(Position annotation records)
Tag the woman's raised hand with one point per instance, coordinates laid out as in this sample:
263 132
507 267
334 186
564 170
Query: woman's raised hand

== Problem statement ==
Convert the listing above into a Markdown table with two columns, Row and Line. Number each row and leave out any blank lines.

== Completed task ==
| Row | Line |
|---|---|
| 1 | Tag the woman's raised hand with one point per instance, coordinates laid out as in this sample: |
| 2 | 263 132 |
| 3 | 507 267 |
| 4 | 334 186 |
| 5 | 564 170 |
| 6 | Query: woman's raised hand |